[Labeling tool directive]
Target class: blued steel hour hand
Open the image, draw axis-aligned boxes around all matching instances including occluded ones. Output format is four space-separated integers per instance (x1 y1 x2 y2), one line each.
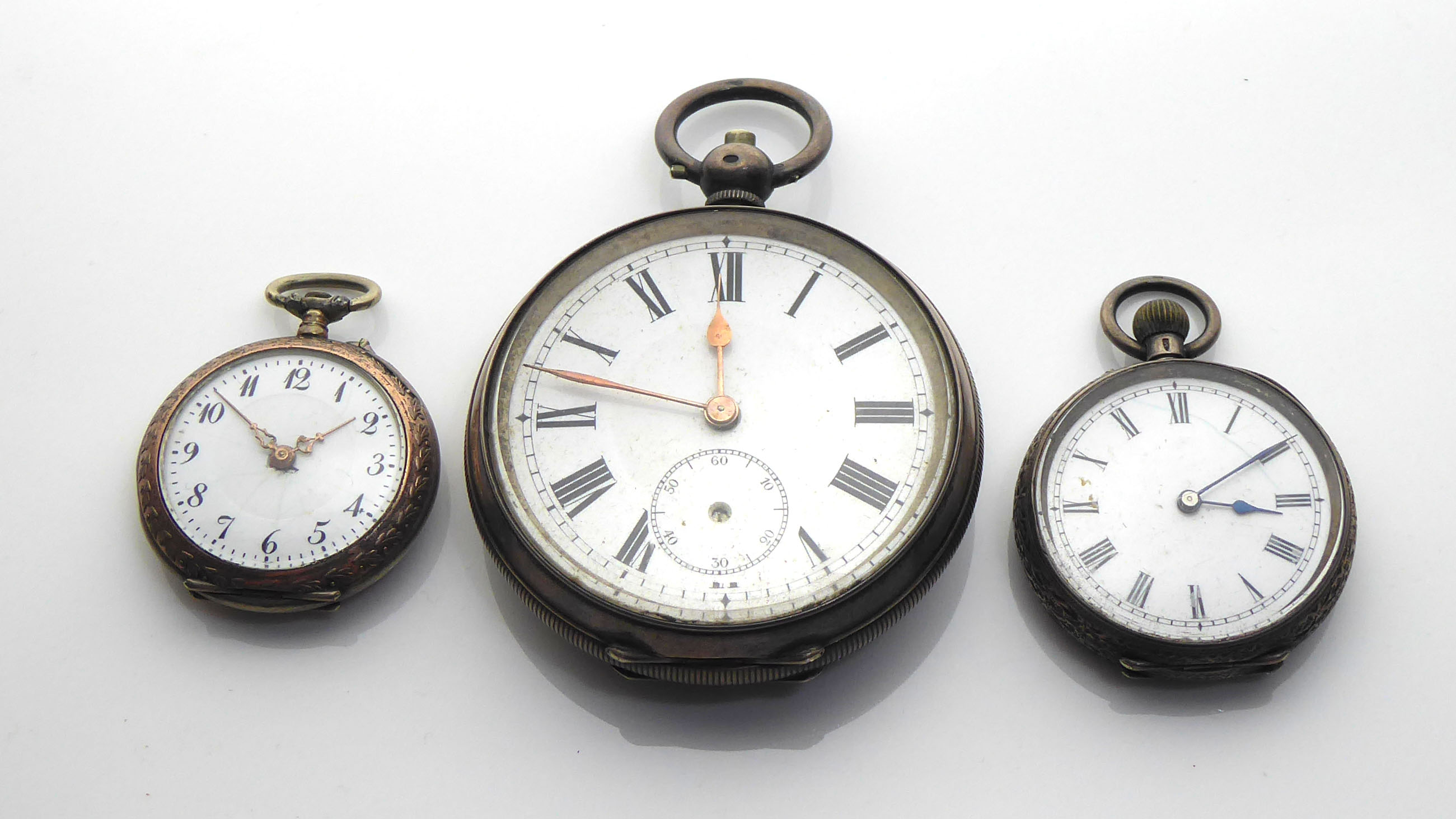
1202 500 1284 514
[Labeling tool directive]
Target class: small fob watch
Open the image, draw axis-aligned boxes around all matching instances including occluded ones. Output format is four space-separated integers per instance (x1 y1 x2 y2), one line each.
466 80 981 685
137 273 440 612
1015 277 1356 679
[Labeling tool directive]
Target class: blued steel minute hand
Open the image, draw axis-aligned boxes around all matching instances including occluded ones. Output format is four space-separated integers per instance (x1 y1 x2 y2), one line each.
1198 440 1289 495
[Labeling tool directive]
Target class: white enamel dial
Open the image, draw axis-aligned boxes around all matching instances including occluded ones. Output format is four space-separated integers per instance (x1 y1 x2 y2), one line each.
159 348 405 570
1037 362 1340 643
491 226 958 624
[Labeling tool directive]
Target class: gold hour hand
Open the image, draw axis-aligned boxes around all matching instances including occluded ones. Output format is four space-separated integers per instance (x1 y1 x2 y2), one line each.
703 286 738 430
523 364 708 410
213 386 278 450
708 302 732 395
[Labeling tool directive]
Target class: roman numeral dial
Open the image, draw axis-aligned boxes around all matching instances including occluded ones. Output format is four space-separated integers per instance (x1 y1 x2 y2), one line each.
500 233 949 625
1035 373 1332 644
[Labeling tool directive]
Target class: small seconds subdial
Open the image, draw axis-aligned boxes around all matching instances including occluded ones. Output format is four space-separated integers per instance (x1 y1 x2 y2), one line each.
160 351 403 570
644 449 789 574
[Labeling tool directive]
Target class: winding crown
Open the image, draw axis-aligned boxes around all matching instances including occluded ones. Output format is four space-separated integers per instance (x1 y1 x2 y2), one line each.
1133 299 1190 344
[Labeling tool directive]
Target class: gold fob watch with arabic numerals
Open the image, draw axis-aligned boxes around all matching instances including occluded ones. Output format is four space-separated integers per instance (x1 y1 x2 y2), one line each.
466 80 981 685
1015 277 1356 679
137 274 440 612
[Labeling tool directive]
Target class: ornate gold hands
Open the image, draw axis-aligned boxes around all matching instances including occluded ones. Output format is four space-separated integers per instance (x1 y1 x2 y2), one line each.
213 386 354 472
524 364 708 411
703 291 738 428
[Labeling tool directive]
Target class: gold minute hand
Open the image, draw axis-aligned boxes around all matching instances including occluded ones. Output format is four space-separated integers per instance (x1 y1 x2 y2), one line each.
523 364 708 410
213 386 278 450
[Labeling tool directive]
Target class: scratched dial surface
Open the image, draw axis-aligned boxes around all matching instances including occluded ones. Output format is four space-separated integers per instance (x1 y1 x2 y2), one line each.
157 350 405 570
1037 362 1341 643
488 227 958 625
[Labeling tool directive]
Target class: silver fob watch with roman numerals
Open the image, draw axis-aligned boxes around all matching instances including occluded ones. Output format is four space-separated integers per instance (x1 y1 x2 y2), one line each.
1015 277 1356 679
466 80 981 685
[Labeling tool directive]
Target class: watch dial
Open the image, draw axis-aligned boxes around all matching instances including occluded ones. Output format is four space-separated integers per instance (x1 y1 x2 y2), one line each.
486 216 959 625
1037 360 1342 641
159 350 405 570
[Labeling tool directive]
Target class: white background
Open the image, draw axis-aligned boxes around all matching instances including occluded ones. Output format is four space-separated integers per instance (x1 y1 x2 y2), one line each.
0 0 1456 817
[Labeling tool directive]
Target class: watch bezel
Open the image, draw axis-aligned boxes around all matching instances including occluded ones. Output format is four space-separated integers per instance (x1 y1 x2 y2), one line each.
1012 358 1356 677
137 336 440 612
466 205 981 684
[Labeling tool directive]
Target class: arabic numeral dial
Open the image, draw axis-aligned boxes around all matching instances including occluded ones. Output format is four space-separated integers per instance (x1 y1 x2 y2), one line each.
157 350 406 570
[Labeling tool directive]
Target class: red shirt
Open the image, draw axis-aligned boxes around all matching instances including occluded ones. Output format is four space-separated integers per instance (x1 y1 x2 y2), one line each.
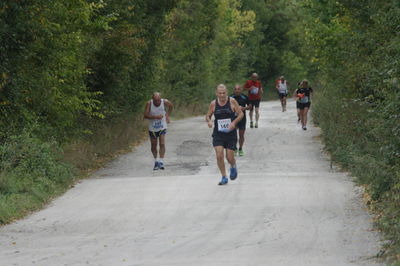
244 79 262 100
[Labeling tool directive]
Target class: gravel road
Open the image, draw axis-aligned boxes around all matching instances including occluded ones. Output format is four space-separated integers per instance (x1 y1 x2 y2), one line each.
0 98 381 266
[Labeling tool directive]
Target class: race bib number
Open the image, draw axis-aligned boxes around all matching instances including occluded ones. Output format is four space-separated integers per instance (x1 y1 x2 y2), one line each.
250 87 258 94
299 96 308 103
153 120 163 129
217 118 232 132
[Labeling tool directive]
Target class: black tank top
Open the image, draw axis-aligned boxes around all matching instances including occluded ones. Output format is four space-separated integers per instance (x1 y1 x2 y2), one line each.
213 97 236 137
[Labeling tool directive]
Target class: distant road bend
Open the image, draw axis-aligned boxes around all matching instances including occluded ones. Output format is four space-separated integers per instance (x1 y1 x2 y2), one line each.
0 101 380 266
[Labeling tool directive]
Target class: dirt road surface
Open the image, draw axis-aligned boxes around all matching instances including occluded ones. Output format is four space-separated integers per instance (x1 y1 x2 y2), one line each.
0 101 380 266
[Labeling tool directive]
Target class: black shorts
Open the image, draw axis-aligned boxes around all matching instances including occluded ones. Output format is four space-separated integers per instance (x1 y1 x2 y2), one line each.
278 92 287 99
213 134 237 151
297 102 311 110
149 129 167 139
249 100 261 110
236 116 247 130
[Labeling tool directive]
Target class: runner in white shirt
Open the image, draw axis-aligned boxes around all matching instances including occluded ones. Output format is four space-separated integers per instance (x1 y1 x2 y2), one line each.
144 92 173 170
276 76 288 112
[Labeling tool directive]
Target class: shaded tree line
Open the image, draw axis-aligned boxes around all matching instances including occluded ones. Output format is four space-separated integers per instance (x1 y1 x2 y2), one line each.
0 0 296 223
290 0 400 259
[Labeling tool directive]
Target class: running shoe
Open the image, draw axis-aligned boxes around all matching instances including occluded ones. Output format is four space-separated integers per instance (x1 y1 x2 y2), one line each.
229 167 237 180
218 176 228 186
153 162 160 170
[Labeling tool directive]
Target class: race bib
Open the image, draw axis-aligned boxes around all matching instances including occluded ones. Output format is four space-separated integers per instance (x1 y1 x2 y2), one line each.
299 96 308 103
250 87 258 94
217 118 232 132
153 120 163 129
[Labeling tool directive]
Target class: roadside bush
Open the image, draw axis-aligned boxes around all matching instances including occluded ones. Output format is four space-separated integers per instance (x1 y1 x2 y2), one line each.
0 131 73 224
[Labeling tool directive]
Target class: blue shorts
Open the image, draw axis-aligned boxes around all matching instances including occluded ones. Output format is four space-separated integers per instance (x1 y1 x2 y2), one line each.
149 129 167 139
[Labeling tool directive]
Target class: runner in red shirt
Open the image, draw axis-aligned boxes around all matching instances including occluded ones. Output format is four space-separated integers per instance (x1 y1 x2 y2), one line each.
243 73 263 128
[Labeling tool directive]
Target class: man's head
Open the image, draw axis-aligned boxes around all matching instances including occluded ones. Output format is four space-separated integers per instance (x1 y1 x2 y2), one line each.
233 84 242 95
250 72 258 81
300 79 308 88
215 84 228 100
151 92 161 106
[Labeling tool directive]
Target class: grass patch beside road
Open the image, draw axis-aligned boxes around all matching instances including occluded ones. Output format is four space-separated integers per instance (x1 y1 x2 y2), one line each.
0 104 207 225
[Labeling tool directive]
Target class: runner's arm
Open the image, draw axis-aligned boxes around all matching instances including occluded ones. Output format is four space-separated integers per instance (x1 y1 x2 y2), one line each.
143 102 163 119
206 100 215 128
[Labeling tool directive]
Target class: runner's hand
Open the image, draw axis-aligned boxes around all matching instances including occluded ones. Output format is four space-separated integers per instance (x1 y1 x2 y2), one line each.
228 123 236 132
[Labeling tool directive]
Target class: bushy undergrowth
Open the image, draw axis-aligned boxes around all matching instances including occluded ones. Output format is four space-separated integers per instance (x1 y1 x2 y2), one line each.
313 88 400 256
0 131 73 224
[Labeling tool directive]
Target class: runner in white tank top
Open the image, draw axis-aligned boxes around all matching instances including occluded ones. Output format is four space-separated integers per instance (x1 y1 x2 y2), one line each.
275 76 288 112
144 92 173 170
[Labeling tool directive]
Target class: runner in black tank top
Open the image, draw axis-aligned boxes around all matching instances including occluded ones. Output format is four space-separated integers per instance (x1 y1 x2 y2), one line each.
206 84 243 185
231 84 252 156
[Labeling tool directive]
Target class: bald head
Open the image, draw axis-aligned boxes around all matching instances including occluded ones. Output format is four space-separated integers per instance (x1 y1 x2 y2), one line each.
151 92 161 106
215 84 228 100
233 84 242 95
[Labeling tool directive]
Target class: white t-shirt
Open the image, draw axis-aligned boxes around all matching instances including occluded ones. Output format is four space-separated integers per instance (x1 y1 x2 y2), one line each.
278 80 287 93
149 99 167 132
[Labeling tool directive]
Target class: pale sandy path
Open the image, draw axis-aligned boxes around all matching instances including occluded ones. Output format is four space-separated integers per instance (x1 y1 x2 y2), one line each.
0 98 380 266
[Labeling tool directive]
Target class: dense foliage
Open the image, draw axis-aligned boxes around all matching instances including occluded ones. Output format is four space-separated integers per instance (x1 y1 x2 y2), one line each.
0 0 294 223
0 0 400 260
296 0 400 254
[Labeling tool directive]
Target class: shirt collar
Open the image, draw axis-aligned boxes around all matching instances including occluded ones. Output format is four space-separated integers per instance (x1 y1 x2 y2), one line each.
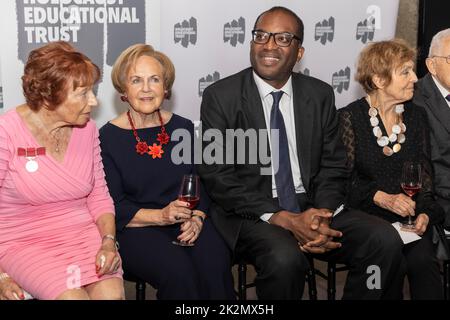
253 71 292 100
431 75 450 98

__Your task__
Rescale the stretch from the start of the entries through the line containing "644 449 789 574" by giving every line again, requests included, with each bounding-box coordinate in the answers multiplied by 2.05 and rounded to a whole number, halves up. Return only those lines and leave the pictures out.

__Response__
[Labeling tool directive]
Target class: blued steel hour hand
Open the image, draw axis-aligned boxes around all matching instances including occluded ones. Output format is four space-separated integers per instance (x1 y1 x2 y2), one line each.
2464 1025 2632 1054
[Labeling tool directive]
Target class: small fob watch
Open the image, draw axis-aligned boxes around all matching instances including occluded ones. Output format is four space-separated integers per instance (x1 y1 x2 y2), one line each.
955 164 2011 1404
281 560 902 1255
2081 568 2780 1392
[Labeling tool directive]
Target class: blued steel minute hand
Open the image, draw axis-aligned boxes around all matching instances including occluded ones. Output format is four space-separated integers per instance (x1 y1 x2 y2), one line each.
2456 902 2642 1015
[Labeling tool directive]
Target class: white enamel dial
Open the image, draw axis-aligned boxes around all matching instances including occluded ones. Output format is four space-separated integers per instance (x1 y1 x2 y2), one line each.
326 713 830 1169
2126 742 2747 1318
1007 463 1964 1279
[Labeling tool directive]
Target class: gold hour hand
Open the image, draw axis-aligned boxes around all matching instances including occluded ones. Output format is four space-separated integers per instance (x1 y1 x2 y2), one line each.
1441 586 1513 882
1072 746 1451 841
437 791 570 923
1451 619 1501 810
[Labeling tool directive]
Target class: roman numeral dial
Open the image, draw axis-aligned boxes around all matching instances including occluded ones. Output format is four space-separated integers per instance (x1 y1 x2 y2), one line each.
1025 478 1945 1281
2122 765 2731 1320
[Labeling tool directive]
Target class: small seconds subdial
Open the image, draw axis-aligned boxes around all matching instances including occluded ones. Output format is four space-separated integers per instance (x1 y1 x2 y2), one line each.
328 720 826 1169
1320 920 1617 1177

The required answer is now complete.